= Problem A =
According to the passage on image creation, at what resolution and color depth were the master images created?
= Problem B =
From the passage on image creation, copy out everything from "Creation of the" down to "and laser-quality prints.".

= Extract =

★ ★ ★

Creation of the Images
The process for the creation of images in Ad*Access Project and the Historic American Sheet Music Project were practically identical. The advertisements in the Ad*Access Project were scanned on UMAX Mirage II and Mirage IIse (11x17") and Agfa Arcus II (8x14") flatbed scanners . These were connected to Power Macintosh 7300/200 workstations running Mac OS8 and Adobe Photoshop 4.0. From September 1997 to August 1998, Duke students working in the Digital Scriptorium scanned over 7,000 images. These master images were created at 150 dpi in 24-bit RGB color and saved in JPEG format. Testing indicated that the 150 dpi color scans provided great enough resolution for 1mm characters to be adequately visible on both existing computer monitors and laser-quality prints.

★ ★ ★

= Information supplied =

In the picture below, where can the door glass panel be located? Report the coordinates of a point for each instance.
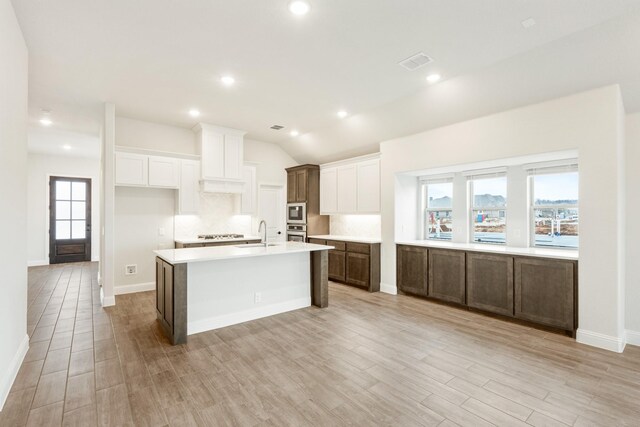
(63, 210)
(79, 191)
(63, 230)
(63, 190)
(78, 230)
(78, 210)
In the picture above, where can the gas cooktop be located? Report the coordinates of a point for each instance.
(220, 236)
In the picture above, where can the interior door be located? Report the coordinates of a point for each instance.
(69, 219)
(271, 199)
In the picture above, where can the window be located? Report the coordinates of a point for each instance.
(438, 209)
(489, 208)
(554, 207)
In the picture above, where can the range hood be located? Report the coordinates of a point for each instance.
(222, 156)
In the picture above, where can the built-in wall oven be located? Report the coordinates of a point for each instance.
(296, 213)
(296, 233)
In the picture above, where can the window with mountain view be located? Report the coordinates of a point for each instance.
(489, 211)
(439, 204)
(555, 210)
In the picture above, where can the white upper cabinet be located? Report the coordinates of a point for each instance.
(328, 190)
(132, 169)
(348, 189)
(164, 172)
(350, 186)
(189, 194)
(369, 186)
(248, 195)
(222, 156)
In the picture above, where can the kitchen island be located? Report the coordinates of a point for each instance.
(200, 289)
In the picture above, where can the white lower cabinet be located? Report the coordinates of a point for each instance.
(350, 186)
(189, 192)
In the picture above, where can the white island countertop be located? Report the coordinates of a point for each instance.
(212, 253)
(237, 239)
(568, 254)
(355, 239)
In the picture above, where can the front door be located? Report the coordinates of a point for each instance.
(69, 219)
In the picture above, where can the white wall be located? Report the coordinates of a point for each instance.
(13, 188)
(139, 215)
(139, 212)
(588, 122)
(633, 229)
(155, 136)
(355, 225)
(40, 167)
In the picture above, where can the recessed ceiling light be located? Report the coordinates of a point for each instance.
(227, 80)
(433, 78)
(299, 7)
(528, 23)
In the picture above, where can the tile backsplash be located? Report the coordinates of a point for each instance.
(218, 214)
(356, 225)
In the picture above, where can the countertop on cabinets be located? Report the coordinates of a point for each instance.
(568, 254)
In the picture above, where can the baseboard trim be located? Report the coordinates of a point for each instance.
(633, 337)
(388, 289)
(247, 315)
(596, 339)
(106, 301)
(12, 372)
(131, 289)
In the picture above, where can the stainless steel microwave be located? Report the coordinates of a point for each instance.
(297, 213)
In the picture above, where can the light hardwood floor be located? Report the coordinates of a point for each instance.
(368, 359)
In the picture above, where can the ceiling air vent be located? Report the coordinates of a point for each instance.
(416, 61)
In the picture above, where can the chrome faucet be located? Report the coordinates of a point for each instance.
(264, 239)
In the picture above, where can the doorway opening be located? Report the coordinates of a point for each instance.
(69, 219)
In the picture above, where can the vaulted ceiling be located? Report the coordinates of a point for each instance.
(156, 60)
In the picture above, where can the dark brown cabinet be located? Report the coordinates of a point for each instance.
(171, 299)
(337, 265)
(447, 275)
(297, 185)
(545, 291)
(538, 290)
(353, 263)
(412, 264)
(490, 283)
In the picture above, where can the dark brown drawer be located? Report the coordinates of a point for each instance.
(339, 246)
(361, 248)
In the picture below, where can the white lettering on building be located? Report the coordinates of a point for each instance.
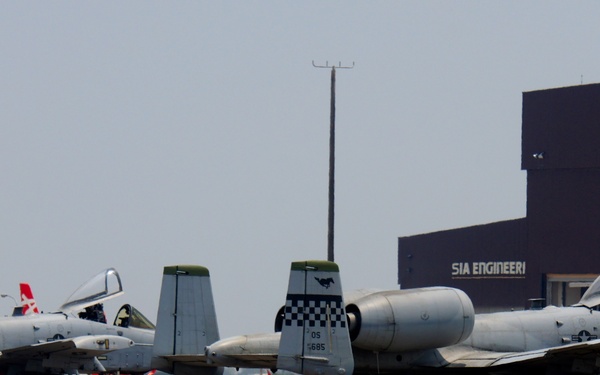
(502, 269)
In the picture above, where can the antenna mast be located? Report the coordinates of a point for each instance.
(330, 219)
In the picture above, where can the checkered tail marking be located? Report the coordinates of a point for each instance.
(312, 310)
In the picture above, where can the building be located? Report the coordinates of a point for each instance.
(554, 252)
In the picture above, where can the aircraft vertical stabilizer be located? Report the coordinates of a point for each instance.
(315, 337)
(186, 321)
(27, 301)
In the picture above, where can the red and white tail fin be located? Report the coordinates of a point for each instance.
(27, 300)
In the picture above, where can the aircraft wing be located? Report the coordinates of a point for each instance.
(466, 357)
(246, 361)
(80, 351)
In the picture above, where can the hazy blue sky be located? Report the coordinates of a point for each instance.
(141, 134)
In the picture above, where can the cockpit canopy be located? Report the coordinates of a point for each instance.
(102, 287)
(129, 316)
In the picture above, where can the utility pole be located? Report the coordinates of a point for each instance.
(331, 213)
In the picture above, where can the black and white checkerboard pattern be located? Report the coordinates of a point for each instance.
(312, 311)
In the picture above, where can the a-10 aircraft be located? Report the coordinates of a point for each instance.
(70, 342)
(431, 330)
(400, 331)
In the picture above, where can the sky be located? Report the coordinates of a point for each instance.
(142, 134)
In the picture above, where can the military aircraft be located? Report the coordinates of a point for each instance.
(28, 304)
(78, 339)
(407, 331)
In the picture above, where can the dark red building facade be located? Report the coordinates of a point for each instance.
(554, 252)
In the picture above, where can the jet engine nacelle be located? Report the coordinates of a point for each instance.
(411, 319)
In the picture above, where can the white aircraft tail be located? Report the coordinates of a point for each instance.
(27, 301)
(314, 338)
(186, 321)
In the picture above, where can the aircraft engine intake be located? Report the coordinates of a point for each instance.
(412, 319)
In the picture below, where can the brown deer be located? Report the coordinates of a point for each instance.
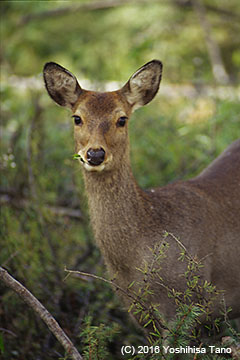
(128, 222)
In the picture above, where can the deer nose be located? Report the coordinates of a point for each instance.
(95, 156)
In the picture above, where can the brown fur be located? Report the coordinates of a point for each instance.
(204, 212)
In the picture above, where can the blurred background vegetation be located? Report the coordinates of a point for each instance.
(44, 222)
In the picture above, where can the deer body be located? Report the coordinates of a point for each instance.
(204, 212)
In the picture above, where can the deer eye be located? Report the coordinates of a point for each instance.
(121, 121)
(77, 119)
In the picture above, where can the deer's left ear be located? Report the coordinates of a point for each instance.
(143, 84)
(61, 85)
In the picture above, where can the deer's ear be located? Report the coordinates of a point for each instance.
(143, 84)
(61, 85)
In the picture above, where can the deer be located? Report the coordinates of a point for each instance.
(128, 222)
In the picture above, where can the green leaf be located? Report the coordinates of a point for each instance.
(76, 156)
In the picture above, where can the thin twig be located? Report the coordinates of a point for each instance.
(44, 314)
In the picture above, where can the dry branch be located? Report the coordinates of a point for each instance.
(38, 308)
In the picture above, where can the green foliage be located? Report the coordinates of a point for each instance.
(96, 339)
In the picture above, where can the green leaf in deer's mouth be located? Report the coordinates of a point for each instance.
(76, 156)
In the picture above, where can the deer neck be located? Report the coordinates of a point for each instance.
(118, 209)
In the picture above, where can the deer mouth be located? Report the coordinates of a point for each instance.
(90, 165)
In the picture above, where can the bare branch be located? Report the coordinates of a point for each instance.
(44, 314)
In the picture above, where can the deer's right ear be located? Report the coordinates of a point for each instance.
(61, 85)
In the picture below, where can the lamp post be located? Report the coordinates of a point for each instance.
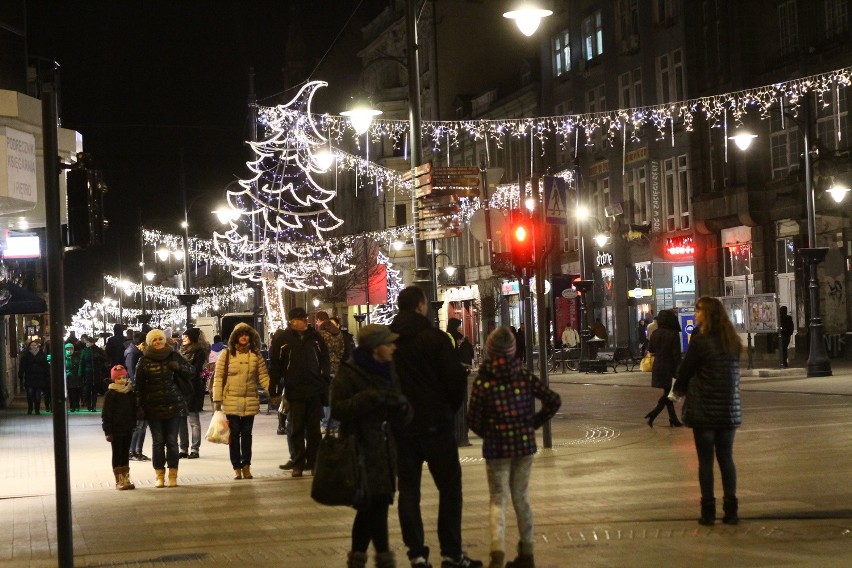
(449, 269)
(818, 364)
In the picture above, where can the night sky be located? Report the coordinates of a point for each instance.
(159, 92)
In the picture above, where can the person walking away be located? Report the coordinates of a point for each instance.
(91, 362)
(502, 413)
(709, 376)
(665, 346)
(118, 418)
(435, 383)
(367, 400)
(161, 402)
(570, 337)
(642, 336)
(195, 349)
(114, 347)
(132, 354)
(652, 325)
(787, 329)
(301, 363)
(34, 372)
(334, 342)
(73, 381)
(240, 370)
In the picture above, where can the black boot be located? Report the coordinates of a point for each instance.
(731, 507)
(708, 512)
(653, 414)
(673, 420)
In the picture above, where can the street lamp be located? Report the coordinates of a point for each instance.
(527, 17)
(819, 364)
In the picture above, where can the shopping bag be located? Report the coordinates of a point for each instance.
(339, 476)
(219, 432)
(647, 363)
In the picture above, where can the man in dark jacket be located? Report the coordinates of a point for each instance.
(115, 346)
(299, 360)
(434, 382)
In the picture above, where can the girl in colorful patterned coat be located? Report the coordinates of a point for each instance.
(502, 412)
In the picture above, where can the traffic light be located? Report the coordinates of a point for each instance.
(86, 223)
(522, 237)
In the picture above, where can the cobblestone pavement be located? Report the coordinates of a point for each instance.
(610, 492)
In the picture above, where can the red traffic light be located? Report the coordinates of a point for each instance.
(523, 252)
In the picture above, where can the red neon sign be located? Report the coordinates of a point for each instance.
(680, 246)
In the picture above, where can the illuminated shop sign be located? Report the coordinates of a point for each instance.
(680, 246)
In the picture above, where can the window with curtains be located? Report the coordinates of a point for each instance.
(788, 27)
(561, 53)
(592, 36)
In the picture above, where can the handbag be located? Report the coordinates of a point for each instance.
(672, 396)
(219, 432)
(340, 472)
(646, 365)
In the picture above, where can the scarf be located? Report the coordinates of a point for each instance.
(159, 354)
(364, 359)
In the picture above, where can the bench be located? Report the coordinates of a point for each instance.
(611, 360)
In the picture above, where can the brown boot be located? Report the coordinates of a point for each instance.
(525, 557)
(385, 560)
(356, 559)
(125, 478)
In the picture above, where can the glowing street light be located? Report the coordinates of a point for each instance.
(528, 17)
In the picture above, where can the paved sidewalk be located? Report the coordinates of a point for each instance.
(610, 492)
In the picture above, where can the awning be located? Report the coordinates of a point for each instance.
(23, 302)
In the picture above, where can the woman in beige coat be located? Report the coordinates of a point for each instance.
(240, 370)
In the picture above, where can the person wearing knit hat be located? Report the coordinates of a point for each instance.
(119, 420)
(366, 398)
(502, 412)
(153, 335)
(501, 344)
(160, 374)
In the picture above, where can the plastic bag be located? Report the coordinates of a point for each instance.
(219, 432)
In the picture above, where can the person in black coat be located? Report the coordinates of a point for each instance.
(195, 349)
(34, 371)
(161, 402)
(119, 420)
(435, 383)
(299, 359)
(367, 400)
(709, 376)
(665, 346)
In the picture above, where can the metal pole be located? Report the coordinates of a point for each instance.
(141, 258)
(818, 362)
(421, 270)
(53, 235)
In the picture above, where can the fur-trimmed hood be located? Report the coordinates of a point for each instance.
(241, 328)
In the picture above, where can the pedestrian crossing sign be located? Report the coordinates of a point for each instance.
(555, 200)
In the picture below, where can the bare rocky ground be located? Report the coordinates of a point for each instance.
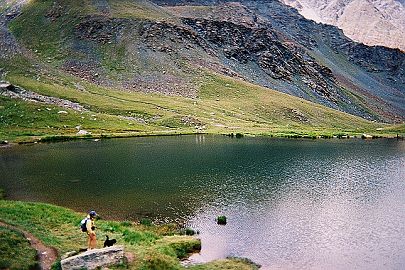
(46, 255)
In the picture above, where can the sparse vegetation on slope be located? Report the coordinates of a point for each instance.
(15, 251)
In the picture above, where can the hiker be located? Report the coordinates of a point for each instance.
(88, 226)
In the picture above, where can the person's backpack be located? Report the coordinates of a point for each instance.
(83, 224)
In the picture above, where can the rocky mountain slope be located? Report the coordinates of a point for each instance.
(356, 78)
(146, 62)
(375, 22)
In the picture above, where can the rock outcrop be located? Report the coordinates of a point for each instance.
(95, 258)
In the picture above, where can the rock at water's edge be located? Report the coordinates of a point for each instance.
(95, 258)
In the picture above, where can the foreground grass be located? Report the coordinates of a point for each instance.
(15, 251)
(154, 247)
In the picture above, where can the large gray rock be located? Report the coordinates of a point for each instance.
(95, 258)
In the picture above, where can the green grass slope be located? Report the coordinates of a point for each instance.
(154, 247)
(224, 105)
(221, 104)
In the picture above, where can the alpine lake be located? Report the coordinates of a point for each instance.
(289, 203)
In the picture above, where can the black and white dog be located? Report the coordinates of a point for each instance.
(109, 242)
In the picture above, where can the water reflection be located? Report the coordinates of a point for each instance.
(291, 204)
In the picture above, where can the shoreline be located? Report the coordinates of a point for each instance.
(287, 135)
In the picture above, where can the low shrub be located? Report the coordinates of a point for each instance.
(221, 220)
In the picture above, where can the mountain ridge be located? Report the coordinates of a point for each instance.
(143, 65)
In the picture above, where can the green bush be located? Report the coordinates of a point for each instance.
(15, 251)
(158, 261)
(145, 222)
(221, 220)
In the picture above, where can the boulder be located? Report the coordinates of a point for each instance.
(5, 86)
(95, 258)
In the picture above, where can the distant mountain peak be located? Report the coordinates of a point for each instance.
(372, 22)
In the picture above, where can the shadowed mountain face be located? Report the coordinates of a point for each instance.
(303, 58)
(143, 47)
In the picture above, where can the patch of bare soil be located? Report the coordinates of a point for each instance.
(46, 255)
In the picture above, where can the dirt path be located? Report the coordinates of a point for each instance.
(9, 45)
(46, 255)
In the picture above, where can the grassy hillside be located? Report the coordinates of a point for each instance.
(224, 105)
(154, 247)
(93, 70)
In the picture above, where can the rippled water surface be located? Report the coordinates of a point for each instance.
(291, 204)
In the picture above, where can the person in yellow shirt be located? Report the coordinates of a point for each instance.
(91, 234)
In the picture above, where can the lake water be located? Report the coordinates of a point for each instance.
(291, 204)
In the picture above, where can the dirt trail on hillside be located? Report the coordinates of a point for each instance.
(46, 255)
(9, 45)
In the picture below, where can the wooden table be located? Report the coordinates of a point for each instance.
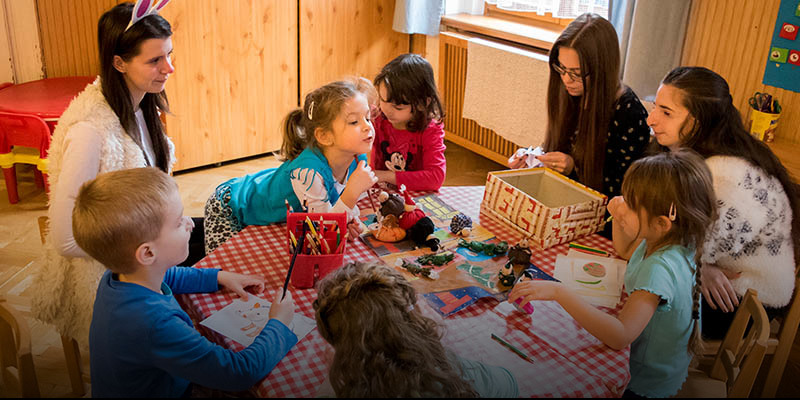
(46, 98)
(568, 361)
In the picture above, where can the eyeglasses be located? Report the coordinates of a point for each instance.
(574, 76)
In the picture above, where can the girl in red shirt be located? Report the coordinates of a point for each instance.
(409, 134)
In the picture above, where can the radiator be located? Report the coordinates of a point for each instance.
(452, 81)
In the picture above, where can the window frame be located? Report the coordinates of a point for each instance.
(492, 10)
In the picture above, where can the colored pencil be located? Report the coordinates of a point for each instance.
(588, 249)
(294, 240)
(512, 348)
(297, 249)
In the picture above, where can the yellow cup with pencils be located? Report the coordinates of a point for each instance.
(765, 111)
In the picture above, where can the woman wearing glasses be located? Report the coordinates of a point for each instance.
(596, 125)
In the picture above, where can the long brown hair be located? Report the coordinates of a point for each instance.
(717, 130)
(683, 182)
(408, 79)
(320, 109)
(113, 40)
(384, 346)
(595, 40)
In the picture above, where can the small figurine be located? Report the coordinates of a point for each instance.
(391, 204)
(461, 225)
(420, 233)
(415, 269)
(436, 259)
(388, 230)
(417, 224)
(521, 253)
(506, 275)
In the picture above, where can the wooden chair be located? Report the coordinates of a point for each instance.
(779, 344)
(72, 352)
(739, 357)
(15, 352)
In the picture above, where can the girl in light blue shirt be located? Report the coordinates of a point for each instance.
(667, 205)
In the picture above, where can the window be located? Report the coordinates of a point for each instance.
(553, 11)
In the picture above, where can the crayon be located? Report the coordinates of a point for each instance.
(512, 348)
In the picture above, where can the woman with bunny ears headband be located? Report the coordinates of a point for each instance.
(113, 124)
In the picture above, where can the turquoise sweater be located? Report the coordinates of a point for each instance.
(259, 198)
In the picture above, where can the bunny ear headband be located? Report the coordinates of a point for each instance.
(143, 9)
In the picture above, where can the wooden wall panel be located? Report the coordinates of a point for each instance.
(235, 77)
(346, 38)
(69, 35)
(733, 38)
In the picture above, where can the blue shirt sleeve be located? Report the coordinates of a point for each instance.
(181, 351)
(653, 275)
(192, 280)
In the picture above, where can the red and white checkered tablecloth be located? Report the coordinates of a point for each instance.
(568, 361)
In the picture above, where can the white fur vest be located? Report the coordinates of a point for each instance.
(67, 286)
(753, 230)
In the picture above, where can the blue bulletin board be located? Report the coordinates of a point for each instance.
(783, 65)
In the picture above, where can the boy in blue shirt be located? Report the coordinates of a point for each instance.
(142, 344)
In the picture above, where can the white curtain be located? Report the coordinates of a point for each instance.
(559, 8)
(418, 16)
(651, 34)
(464, 6)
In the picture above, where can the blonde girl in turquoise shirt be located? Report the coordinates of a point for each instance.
(667, 205)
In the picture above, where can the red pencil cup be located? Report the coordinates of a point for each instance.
(303, 274)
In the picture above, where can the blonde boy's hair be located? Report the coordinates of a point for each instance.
(118, 211)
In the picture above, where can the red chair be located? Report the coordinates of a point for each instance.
(23, 139)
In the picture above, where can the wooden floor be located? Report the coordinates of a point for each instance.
(20, 245)
(20, 252)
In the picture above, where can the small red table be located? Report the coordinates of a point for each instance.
(45, 98)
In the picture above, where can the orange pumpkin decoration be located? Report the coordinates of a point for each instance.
(389, 230)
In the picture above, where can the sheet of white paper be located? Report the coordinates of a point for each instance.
(603, 291)
(243, 321)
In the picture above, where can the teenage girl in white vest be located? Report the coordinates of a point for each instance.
(755, 239)
(113, 124)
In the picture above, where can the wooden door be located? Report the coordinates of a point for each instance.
(235, 77)
(346, 38)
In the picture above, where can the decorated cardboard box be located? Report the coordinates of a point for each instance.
(544, 205)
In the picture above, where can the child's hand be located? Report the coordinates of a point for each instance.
(717, 289)
(386, 176)
(360, 180)
(535, 290)
(354, 229)
(282, 310)
(516, 162)
(238, 282)
(558, 161)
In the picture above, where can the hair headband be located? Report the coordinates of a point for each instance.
(143, 9)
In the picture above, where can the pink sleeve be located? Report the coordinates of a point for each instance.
(80, 163)
(376, 161)
(434, 165)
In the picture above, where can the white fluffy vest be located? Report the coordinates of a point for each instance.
(752, 233)
(67, 286)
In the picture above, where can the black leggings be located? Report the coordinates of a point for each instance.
(197, 247)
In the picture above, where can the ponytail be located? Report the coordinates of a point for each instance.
(696, 345)
(295, 139)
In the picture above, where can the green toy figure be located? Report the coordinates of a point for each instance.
(415, 269)
(490, 249)
(436, 259)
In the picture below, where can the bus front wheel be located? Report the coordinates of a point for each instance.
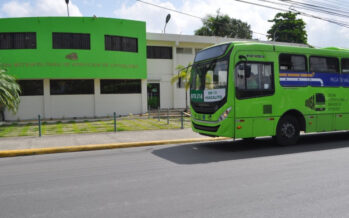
(287, 131)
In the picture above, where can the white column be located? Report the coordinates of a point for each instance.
(144, 100)
(47, 99)
(175, 63)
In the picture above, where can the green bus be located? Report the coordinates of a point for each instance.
(249, 89)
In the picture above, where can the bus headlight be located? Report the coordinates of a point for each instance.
(225, 114)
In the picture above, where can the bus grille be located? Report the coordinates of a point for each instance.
(206, 128)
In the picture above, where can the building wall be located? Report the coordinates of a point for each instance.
(29, 108)
(78, 106)
(45, 61)
(100, 105)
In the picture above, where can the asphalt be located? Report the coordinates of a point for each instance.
(53, 141)
(215, 179)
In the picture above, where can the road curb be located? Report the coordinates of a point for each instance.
(92, 147)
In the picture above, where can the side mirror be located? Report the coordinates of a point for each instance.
(247, 70)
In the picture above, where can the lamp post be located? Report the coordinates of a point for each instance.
(168, 17)
(67, 2)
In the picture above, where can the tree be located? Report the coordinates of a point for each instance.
(9, 92)
(225, 26)
(287, 28)
(183, 77)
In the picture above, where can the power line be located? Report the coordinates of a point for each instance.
(183, 13)
(169, 9)
(339, 23)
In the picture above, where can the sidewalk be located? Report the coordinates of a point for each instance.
(16, 143)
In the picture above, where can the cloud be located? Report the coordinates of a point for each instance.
(320, 33)
(16, 8)
(155, 17)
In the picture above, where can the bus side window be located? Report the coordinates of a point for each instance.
(290, 63)
(345, 65)
(259, 83)
(325, 71)
(345, 72)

★ ★ ★

= Complete response A =
150 dpi in 24-bit RGB color.

= Complete response B =
Creation of the Images
The process for the creation of images in Ad*Access Project and the Historic American Sheet Music Project were practically identical. The advertisements in the Ad*Access Project were scanned on UMAX Mirage II and Mirage IIse (11x17") and Agfa Arcus II (8x14") flatbed scanners . These were connected to Power Macintosh 7300/200 workstations running Mac OS8 and Adobe Photoshop 4.0. From September 1997 to August 1998, Duke students working in the Digital Scriptorium scanned over 7,000 images. These master images were created at 150 dpi in 24-bit RGB color and saved in JPEG format. Testing indicated that the 150 dpi color scans provided great enough resolution for 1mm characters to be adequately visible on both existing computer monitors and laser-quality prints.